[Entries taken from a collection]
/---

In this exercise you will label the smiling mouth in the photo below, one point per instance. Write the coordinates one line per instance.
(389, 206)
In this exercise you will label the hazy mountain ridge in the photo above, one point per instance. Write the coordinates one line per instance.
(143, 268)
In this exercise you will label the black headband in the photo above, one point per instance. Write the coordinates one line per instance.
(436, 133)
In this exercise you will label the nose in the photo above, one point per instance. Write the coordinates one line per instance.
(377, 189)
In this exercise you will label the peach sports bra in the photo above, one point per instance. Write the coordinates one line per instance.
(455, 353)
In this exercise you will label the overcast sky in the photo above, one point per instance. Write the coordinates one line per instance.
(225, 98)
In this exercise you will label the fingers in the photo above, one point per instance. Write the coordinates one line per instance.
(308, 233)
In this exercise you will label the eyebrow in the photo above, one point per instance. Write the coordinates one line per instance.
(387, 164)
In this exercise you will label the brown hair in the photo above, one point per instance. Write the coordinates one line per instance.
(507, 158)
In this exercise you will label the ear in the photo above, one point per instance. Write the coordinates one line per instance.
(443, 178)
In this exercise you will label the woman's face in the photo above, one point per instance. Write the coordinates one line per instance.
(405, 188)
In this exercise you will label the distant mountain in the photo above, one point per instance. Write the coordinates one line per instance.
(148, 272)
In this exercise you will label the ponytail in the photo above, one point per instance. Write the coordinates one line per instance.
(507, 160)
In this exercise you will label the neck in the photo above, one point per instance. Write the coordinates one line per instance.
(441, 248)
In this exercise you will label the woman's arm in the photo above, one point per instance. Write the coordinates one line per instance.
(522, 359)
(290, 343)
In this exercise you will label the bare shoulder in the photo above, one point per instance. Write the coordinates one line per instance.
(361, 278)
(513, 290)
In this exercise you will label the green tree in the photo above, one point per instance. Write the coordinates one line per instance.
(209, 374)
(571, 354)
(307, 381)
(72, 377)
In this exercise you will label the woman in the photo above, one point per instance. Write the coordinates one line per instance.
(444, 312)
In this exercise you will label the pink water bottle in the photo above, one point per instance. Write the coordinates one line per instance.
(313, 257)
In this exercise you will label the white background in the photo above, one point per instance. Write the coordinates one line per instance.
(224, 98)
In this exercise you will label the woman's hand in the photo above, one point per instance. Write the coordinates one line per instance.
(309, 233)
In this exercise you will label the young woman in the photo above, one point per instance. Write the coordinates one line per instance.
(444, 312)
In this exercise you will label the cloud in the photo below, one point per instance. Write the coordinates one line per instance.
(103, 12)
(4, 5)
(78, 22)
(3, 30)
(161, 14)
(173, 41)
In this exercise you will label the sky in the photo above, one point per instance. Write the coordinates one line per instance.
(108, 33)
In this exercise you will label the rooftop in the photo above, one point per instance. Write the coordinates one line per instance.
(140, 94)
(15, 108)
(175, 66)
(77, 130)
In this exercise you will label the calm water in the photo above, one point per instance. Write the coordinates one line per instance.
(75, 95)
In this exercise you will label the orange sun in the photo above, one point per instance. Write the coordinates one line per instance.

\---

● **TASK STATEMENT**
Please write the entries out again exactly as they stand.

● **RESULT**
In this exercise you will label the smiling mouth in the photo below, one point per instance. Write the coordinates one line per instance.
(389, 206)
In this exercise you will label the hazy mountain ridge in the photo above, one point per instance. Write the coordinates one line per instance.
(143, 268)
In this exercise you will label the black headband in the photo above, one point per instance. Write the coordinates one line per instance.
(436, 133)
In this exercise you will label the nose in the photo above, one point per instance. Write the coordinates one line per instance.
(377, 189)
In this exercise you will label the peach sports bra in the photo above, one point per instance. Write the coordinates one line per instance.
(455, 353)
In this exercise you will label the overcast sky in the photo above, one point per instance. Write the coordinates one line per instance.
(225, 98)
In this exercise you will label the fingers in the photo above, one point per instance. Write the coordinates one line per instance.
(308, 233)
In this exercise you will label the eyebrow in the photo above, one point per instance. Write the coordinates one line per instance.
(387, 164)
In this exercise you will label the brown hair in the photo above, one point per instance. Write the coordinates one line per instance.
(507, 158)
In this exercise you will label the ear in the photo above, one point per instance. Write the coordinates one line per instance.
(443, 178)
In this exercise you will label the woman's face in the photo above, one point per instance. Write the coordinates one line per instance.
(405, 188)
In this exercise you will label the distant mountain in the photo above, one point per instance. Write the coordinates one line per instance.
(148, 272)
In this exercise you will label the ponytail in the photo above, one point per instance. Write the coordinates one line per instance.
(507, 160)
In this exercise you will label the neck in the photo above, one point per instance. Write the coordinates one line per instance.
(441, 248)
In this exercise you will label the woman's arm in the photo above, one point per instance. Write the coordinates one line per instance.
(522, 359)
(290, 343)
In this exercise you will label the bare shoulder in the photo above, one point per instance. Write the coordinates one line per instance.
(361, 278)
(513, 290)
In this exercise you will label the green tree in the photo above, one point per instance. Write the coordinates one line per instance.
(209, 374)
(571, 354)
(307, 381)
(72, 377)
In this exercise you will label the woman in the photo above, one point per instance. Write the coordinates one line per instance.
(444, 312)
In this exercise you will label the pink water bottle in the photo above, one point per instance. Write the coordinates one line per instance.
(313, 257)
In this exercise you will label the white background in the photo above, one point per instance. Write the coordinates one line per instance.
(224, 98)
In this exercise you will label the woman's hand in the photo above, one point per instance. Write the coordinates one line per instance.
(309, 233)
In this exercise you will label the young woman in the photo above, one point per instance. Write the coordinates one line per instance.
(444, 312)
In this exercise you will label the cloud in the photo below, one point per instance. Write the coordinates one line per instance.
(103, 12)
(4, 5)
(78, 22)
(3, 30)
(161, 14)
(173, 41)
In this exercise you will label the sky in the photo above, one point per instance. Write the coordinates one line per instance.
(108, 33)
In this exercise you will label the rooftop in the photo above, one point per instance. Write the coordinates one line per instance.
(140, 94)
(15, 108)
(175, 66)
(77, 130)
In this exercise you will label the calm water in the photo above, one point per instance. Write the coordinates one line per instance.
(75, 95)
In this exercise you will label the orange sun in the photo above, one point per instance. Write the coordinates one line per instance.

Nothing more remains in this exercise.